» GIVEN INSTRUCTION
List every line of the material below that contains the string "target", copying each such line in full. Treat the match as case-sensitive.

Region segmentation data:
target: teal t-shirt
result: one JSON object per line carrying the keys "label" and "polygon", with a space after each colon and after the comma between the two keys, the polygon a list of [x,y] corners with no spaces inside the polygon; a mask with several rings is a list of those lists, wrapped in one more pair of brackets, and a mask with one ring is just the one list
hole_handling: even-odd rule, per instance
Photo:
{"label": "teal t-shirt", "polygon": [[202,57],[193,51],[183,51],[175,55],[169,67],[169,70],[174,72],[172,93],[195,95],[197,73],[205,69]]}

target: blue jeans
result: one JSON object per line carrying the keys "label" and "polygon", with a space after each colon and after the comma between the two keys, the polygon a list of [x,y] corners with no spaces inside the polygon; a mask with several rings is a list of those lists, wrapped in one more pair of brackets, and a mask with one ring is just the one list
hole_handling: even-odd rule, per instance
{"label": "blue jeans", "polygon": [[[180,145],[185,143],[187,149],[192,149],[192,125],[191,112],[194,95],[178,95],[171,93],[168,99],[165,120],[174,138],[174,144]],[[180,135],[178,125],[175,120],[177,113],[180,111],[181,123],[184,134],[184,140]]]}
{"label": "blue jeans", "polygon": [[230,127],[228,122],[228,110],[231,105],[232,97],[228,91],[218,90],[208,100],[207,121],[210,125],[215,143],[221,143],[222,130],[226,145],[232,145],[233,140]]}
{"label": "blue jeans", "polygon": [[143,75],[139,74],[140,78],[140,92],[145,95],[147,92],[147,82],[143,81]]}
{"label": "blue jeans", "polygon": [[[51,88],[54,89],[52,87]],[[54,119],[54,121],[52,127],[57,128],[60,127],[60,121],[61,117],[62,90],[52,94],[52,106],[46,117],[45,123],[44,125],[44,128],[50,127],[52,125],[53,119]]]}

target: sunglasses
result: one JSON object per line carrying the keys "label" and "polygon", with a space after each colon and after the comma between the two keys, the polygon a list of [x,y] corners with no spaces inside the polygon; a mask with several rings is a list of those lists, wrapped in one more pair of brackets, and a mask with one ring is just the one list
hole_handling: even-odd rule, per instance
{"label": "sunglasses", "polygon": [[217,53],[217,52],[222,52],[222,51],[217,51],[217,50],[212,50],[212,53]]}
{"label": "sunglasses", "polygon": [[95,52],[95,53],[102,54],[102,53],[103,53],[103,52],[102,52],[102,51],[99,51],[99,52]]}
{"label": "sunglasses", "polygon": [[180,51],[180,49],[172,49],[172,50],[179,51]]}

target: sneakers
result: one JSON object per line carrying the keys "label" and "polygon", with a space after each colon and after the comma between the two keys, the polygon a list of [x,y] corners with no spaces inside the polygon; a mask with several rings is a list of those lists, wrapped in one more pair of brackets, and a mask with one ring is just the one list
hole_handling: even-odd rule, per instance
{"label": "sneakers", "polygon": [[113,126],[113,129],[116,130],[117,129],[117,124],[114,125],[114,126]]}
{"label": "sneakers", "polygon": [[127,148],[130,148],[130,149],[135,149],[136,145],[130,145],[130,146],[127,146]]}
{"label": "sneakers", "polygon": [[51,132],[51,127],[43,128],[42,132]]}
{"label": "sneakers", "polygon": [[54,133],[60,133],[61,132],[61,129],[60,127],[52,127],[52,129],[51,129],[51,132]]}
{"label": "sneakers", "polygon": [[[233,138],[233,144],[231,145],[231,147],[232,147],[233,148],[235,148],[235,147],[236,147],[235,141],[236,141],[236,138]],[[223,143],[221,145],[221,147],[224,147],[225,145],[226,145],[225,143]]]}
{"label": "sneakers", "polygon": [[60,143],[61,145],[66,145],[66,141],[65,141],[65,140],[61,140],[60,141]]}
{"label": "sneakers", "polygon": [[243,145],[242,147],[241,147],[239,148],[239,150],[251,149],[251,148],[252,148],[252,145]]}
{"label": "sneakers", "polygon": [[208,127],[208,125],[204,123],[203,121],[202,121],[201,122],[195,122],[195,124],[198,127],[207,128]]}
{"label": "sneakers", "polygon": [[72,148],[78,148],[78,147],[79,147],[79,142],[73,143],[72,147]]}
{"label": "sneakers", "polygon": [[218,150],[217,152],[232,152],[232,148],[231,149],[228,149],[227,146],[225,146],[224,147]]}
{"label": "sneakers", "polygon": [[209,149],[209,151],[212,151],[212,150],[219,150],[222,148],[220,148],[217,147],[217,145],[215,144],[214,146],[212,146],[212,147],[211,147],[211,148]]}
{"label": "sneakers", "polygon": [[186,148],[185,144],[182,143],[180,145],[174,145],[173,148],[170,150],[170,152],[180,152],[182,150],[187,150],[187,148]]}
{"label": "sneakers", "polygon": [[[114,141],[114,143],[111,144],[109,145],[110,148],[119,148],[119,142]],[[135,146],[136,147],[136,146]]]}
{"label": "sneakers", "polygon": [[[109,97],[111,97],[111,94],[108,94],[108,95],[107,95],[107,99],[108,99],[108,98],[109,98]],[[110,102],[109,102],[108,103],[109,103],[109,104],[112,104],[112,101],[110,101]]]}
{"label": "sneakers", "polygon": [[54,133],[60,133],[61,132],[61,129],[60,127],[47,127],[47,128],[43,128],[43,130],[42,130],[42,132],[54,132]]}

» RESPONSE TO THIS TASK
target: teal t-shirt
target: blue jeans
target: sunglasses
target: sneakers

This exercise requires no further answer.